Dataset entries:
────────────────────────────────────────

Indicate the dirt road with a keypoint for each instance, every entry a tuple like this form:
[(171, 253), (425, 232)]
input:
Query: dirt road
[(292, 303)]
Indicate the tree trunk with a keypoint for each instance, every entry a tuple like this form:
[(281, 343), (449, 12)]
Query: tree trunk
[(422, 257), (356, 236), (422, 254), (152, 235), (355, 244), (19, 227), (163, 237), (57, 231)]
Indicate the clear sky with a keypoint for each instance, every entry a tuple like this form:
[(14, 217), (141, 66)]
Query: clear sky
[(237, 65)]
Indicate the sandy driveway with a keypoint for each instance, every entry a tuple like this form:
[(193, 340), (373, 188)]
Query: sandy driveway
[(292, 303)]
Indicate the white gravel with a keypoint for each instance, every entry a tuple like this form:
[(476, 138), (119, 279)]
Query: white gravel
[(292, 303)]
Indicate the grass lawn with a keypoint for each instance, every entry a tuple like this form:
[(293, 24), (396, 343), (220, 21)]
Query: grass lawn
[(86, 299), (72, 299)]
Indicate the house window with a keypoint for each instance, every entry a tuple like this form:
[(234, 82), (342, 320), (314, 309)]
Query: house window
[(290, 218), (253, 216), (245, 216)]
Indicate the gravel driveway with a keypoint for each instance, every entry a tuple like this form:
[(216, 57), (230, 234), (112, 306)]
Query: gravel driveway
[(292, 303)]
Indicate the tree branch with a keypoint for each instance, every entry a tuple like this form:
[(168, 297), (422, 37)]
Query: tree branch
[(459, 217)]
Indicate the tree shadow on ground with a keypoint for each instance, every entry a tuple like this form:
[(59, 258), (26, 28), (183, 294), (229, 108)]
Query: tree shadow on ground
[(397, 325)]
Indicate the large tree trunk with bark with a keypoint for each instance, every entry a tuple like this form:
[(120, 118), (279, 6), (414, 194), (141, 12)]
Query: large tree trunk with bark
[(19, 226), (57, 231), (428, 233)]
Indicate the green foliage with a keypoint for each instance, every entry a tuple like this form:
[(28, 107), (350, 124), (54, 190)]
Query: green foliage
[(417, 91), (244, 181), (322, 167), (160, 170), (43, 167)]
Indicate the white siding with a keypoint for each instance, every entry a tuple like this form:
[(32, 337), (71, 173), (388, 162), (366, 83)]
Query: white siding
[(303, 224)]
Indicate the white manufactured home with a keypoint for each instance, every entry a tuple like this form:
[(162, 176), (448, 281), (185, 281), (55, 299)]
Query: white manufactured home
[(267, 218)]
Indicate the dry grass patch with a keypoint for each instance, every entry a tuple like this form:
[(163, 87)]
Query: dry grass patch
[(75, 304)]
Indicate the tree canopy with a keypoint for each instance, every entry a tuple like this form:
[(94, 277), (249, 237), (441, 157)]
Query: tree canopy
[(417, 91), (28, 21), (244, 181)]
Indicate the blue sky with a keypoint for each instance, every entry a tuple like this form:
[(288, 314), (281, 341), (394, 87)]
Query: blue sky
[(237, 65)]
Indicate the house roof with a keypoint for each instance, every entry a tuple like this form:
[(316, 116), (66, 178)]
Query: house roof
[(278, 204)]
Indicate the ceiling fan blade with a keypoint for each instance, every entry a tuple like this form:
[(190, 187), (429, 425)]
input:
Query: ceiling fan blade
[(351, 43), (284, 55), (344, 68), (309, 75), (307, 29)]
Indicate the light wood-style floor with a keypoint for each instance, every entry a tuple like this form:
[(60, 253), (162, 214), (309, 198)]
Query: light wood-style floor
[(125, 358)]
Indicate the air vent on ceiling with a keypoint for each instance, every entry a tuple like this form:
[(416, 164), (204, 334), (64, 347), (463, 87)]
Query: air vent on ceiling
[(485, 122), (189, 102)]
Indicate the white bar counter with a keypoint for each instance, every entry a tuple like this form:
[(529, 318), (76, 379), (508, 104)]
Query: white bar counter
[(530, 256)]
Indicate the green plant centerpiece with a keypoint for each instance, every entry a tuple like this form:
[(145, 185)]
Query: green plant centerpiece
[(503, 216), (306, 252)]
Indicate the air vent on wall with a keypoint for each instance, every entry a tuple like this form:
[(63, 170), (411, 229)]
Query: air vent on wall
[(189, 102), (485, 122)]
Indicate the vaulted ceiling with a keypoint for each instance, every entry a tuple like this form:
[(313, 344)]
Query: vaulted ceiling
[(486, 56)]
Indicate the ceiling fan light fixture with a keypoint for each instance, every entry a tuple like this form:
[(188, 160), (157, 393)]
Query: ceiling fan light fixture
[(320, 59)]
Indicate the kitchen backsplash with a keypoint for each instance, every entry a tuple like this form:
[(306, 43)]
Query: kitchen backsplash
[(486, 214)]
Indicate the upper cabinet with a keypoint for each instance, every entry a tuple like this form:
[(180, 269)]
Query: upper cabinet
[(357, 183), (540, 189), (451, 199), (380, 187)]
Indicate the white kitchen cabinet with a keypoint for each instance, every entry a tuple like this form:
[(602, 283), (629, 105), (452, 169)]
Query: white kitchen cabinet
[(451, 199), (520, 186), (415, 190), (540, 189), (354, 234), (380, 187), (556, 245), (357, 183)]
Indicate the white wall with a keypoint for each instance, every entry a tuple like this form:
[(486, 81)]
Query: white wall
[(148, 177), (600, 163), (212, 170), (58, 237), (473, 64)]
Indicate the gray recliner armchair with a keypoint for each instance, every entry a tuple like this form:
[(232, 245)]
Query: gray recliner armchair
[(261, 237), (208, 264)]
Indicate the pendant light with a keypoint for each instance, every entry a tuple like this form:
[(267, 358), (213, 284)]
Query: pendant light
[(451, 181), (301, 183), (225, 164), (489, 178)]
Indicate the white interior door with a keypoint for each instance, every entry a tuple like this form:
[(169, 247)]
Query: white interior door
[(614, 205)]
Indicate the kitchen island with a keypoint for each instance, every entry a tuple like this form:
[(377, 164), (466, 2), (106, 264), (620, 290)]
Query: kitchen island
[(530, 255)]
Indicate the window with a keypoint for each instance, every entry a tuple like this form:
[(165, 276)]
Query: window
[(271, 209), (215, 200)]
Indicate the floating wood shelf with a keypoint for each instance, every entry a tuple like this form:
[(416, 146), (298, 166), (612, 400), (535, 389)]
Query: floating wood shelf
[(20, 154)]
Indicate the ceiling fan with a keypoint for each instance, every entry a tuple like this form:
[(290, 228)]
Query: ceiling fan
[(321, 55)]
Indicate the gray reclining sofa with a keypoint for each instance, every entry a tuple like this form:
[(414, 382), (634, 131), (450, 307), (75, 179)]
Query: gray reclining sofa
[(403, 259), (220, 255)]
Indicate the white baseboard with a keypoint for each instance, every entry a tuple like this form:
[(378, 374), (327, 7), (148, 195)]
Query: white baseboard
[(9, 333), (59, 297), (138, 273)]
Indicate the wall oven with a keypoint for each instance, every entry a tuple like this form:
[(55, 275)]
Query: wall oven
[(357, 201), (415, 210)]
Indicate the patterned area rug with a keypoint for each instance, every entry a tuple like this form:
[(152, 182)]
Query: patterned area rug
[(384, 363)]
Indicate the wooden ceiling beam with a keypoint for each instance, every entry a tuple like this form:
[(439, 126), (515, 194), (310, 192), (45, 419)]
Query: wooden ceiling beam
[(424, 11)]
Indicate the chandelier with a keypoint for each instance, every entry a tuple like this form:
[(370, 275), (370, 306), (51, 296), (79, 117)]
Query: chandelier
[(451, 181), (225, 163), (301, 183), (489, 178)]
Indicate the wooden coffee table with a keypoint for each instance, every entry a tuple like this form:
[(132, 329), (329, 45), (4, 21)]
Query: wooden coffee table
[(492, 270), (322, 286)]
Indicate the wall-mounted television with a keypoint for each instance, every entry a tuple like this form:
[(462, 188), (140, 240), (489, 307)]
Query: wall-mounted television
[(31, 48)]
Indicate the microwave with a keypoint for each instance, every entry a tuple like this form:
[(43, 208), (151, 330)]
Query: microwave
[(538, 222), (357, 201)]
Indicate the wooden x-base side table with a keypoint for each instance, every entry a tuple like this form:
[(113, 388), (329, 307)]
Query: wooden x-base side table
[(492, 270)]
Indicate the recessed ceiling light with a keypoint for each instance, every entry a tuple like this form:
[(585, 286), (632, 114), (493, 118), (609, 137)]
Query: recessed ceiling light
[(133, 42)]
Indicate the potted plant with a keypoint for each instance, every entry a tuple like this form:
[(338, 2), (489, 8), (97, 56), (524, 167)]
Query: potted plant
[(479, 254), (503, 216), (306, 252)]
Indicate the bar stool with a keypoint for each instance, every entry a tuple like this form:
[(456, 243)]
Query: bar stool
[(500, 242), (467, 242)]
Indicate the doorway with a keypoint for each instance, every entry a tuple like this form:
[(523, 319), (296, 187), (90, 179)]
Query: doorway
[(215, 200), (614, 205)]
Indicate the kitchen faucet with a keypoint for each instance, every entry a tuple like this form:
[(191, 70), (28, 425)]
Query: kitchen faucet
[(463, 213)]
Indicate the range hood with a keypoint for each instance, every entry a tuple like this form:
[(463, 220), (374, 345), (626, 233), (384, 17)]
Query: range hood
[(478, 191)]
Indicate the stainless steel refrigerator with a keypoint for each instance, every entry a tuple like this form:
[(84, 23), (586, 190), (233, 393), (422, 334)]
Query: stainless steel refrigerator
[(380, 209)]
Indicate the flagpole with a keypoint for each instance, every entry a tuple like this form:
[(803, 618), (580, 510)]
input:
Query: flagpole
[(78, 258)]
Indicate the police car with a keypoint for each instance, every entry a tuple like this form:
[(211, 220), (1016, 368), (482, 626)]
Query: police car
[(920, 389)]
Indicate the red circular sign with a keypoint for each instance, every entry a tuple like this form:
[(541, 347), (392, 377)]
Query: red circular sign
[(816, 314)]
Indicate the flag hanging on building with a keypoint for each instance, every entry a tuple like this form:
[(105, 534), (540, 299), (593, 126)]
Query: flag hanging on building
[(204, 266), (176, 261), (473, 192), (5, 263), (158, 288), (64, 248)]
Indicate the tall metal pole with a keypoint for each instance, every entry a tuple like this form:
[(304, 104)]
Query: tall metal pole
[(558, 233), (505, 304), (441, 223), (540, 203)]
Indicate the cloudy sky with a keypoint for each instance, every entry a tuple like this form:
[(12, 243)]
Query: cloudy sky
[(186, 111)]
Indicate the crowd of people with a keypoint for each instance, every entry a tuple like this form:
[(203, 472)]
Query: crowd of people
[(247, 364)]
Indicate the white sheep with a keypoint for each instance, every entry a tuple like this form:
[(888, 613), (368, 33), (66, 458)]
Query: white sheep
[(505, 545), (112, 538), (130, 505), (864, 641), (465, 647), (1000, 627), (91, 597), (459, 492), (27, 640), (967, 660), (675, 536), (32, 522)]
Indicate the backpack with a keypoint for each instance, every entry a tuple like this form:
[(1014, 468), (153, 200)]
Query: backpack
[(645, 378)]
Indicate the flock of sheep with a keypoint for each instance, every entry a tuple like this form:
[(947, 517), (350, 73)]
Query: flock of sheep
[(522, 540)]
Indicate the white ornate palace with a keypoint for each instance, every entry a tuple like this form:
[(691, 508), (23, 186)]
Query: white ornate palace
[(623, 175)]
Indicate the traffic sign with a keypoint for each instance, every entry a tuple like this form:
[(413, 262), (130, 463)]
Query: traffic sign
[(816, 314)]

────────────────────────────────────────

### Directions for this task
For this exercise, output exactly the lines above from the line with "[(313, 344)]" to the line with "Indicate the pendant", counting both, and leave out the rest.

### Output below
[(313, 344)]
Query: vaulted ceiling
[(486, 56)]
Indicate the ceiling fan light fixture with a keypoint for each instance, every entry a tuple like this form:
[(188, 160), (157, 393)]
Query: ceiling fan light fixture
[(320, 59)]
Indicate the kitchen backsplash with a keypoint for each instance, every entry a tuple like this form:
[(306, 43)]
Query: kitchen backsplash
[(486, 214)]
Indicate the upper cabinet with a keypoint for each instance, every entry a tuple like this form:
[(180, 269)]
Query: upper cabinet
[(357, 183), (540, 189), (451, 199), (380, 187)]
Indicate the white kitchen cabinet with a keypoint for each instance, every entry a tuple like this form:
[(602, 283), (629, 105), (452, 169)]
Query: white kitchen cabinet
[(451, 199), (520, 186), (415, 190), (540, 189), (354, 234), (380, 187), (556, 245), (357, 183)]
Indicate the white wall with a keypoint for each instance, every entry a tuple like this form:
[(486, 81)]
Query: white wall
[(148, 177), (600, 163), (212, 170), (58, 237), (473, 64)]
Indicate the gray recliner armchair with a keypoint for each instance, every entry a tuple like this form:
[(232, 245)]
Query: gray recliner armchair
[(261, 237), (208, 264)]
Indicate the pendant light with a keypoint for each instance, every entry a tuple like this form:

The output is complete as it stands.